Kutipan Bacaan:

Jumat, 08 Juni 2012

Resensi Buku - Sebelas Patriot

Judul: Sebelas Patriot
Penulis: Andrea Hirata
Terbit: Juni, 2011 (Cetakan Pertama)
Tebal: 112 halaman
Penerbit: Bentang


Resensi Sebelas Patriot

‘Goooooollllll!!!’ adalah kata yang paling ditunggu ketika menonton pertandingan sepak bola. Ini, novel yang menceritakan tentang itu.

Sebelas Patriot, menceritakan kecintaan seorang anak bernama Ikal dengan sepak bola. Dia ingin seperti Ayahnya yang pada zaman penjajahan Belanda adalah seorang pahlawan lapangan hijau.

Dulu, di pulau Belitong sepak bola merupakan sebuah simbol perlawanan rakyat Indonesia terhadap penjajah Belanda. Orang-orang Melayu dipaksa untuk memperingati hari kelahiran Ratu Belanda. Lalu diadakan pertandingan olahraga dalam kompetisi piala Distric beheerder. Akan tetapi, jika pertandingan antara orang jajahan melawan Belanda, maka yang harus dimenangkan adalah Belanda. Jika membangkang akan dibawa ke tangsi—sebuah tempat penyiksaan bagi si pembangkang. Salah satu olah raga yang dipertandingkan adalah sepak bola.

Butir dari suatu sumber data
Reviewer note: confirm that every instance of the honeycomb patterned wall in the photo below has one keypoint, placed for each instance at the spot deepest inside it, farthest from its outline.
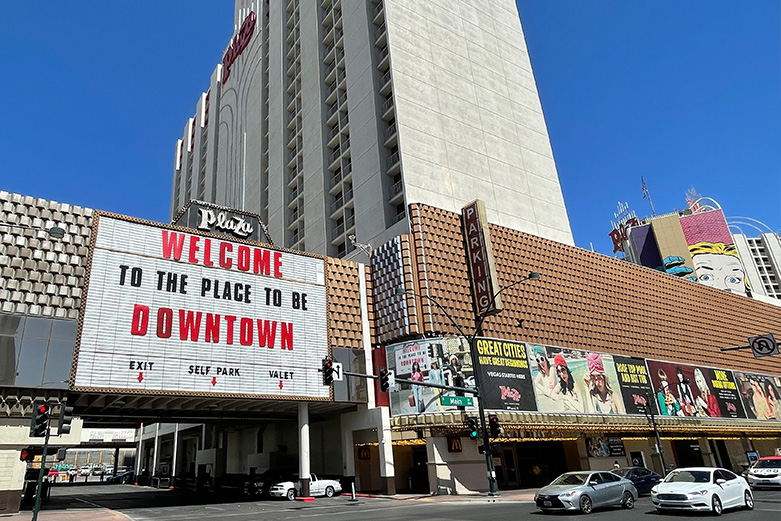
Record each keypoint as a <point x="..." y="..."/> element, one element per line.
<point x="40" y="275"/>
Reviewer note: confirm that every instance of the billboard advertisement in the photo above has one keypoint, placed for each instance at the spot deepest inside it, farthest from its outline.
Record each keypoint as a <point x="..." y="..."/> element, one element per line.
<point x="505" y="379"/>
<point x="760" y="395"/>
<point x="444" y="361"/>
<point x="634" y="383"/>
<point x="571" y="380"/>
<point x="173" y="312"/>
<point x="684" y="390"/>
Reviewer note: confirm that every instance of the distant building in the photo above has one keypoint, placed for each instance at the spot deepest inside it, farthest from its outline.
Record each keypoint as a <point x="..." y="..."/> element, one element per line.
<point x="328" y="118"/>
<point x="696" y="244"/>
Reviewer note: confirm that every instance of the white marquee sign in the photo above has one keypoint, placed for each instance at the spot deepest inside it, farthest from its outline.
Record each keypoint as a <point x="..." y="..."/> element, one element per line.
<point x="181" y="313"/>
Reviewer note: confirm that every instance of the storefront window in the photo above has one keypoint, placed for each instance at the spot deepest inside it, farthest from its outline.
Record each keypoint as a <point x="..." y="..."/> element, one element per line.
<point x="36" y="351"/>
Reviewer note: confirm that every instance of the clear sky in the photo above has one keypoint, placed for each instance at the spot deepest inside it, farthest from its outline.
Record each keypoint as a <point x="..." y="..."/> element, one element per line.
<point x="96" y="93"/>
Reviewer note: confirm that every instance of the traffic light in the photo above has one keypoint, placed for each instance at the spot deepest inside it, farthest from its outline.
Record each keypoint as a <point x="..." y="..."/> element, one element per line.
<point x="29" y="453"/>
<point x="328" y="371"/>
<point x="39" y="425"/>
<point x="494" y="428"/>
<point x="474" y="430"/>
<point x="384" y="375"/>
<point x="66" y="417"/>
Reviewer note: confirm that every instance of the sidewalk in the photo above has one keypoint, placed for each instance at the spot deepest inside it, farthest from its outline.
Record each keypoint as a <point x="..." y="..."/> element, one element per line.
<point x="86" y="514"/>
<point x="93" y="512"/>
<point x="504" y="495"/>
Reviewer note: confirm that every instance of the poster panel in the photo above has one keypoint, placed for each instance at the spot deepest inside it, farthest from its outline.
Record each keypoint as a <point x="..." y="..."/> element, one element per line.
<point x="571" y="380"/>
<point x="444" y="361"/>
<point x="174" y="312"/>
<point x="605" y="447"/>
<point x="685" y="390"/>
<point x="505" y="379"/>
<point x="634" y="383"/>
<point x="760" y="395"/>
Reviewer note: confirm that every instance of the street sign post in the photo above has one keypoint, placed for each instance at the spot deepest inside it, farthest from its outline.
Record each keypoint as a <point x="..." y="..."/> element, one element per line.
<point x="461" y="401"/>
<point x="338" y="373"/>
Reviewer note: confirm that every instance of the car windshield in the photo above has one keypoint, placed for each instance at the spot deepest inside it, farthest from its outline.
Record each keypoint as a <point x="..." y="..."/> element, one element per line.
<point x="570" y="479"/>
<point x="688" y="476"/>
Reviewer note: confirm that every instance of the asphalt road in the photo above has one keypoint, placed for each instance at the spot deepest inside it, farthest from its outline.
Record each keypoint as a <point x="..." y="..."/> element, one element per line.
<point x="143" y="504"/>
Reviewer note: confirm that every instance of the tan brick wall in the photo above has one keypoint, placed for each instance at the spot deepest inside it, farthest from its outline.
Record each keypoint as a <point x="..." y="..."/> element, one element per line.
<point x="587" y="300"/>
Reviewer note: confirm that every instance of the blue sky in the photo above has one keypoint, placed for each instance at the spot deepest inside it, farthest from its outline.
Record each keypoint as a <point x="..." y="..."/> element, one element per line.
<point x="95" y="94"/>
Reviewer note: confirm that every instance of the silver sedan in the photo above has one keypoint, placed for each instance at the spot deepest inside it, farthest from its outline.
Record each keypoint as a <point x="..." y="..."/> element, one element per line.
<point x="584" y="491"/>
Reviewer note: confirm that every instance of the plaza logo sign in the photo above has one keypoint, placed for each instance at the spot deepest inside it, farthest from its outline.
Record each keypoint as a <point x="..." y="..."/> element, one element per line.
<point x="238" y="44"/>
<point x="223" y="221"/>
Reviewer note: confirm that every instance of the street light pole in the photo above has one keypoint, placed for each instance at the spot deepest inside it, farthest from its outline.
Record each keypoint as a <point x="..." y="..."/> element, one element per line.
<point x="471" y="340"/>
<point x="649" y="411"/>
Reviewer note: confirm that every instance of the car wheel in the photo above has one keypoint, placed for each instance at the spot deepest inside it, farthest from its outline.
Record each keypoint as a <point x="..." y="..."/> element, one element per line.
<point x="586" y="506"/>
<point x="716" y="506"/>
<point x="748" y="500"/>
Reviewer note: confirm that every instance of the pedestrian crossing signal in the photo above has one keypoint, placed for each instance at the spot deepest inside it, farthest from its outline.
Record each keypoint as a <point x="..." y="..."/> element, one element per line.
<point x="472" y="428"/>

Soal Tugas:
Tulislah lanjutan resensi novel Sebelas Patriot, dimulai setelah kalimat terakhirnya. Butir-butir tersebut tidak berhubungan dengan resensi novel Sebelas Patriot.

Jawaban Tertulis:
Ayah Ikal bersama 2 abangnya adalah pemain kulit bundar yang hebat. Karena takut, Belanda melarang mereka ikut dalam pertandingan melawan tim Belanda.

“Namun, mereka tak menghiraukan larangan itu. Sebelas pemain, sebelas patriot berbaris tegak, tak dapat lagi ditakuti Belanda.” (halaman 28)

Dan, Ayah Ikal berhasil mencetak satu gol untuk Indonesia.

“Ayahmu berteriak-teriak, ‘Indonesia! Indonesia! Indonesia!’” (halaman 29)

Usai pertandingan Ayah Ikal, abang-abangnya, dan pelatih Amin dikurung di tangsi selama seminggu. Ayah Ikal keluar dari tangsi dalam keadaan tempurung kaki kiri hancur yang membuatnya tidak bisa bermain bola lagi. Untuk itu, Ikal meneruskan mimpi Ayahnya dan menjadi pemain PSSI.

Sebuah kisah mengharukan antara Ayah dan anak. Kisah yang membangkitkan semangat dan harapan bangsa Indonesia. Buku ini harus dibaca para penggila bola—juga yang tak gila bola. Dengan gaya bahasa dan penyampaian yang ringan membuatku membaca Sebelas Patriot ini seperti sedang mendengarkan kisah dari seorang kawan.

Ada hal menarik ketika Ikal menonton pertandingan antara Real Madrid dan Valencia. Ini tentang patriotisme.
Ketika Real Madrid berhasil mencetak gol, puluhan ribu penonton berteriak, “Real! Real!” Aku berteriak, “Indonesia! Indonesia!” (halaman 99)

Ah, aku tidak bisa menahan untuk tidak mengutip paragraf-paragraf di bawah ini. Tidak apa-apa kan kalau aku tulis?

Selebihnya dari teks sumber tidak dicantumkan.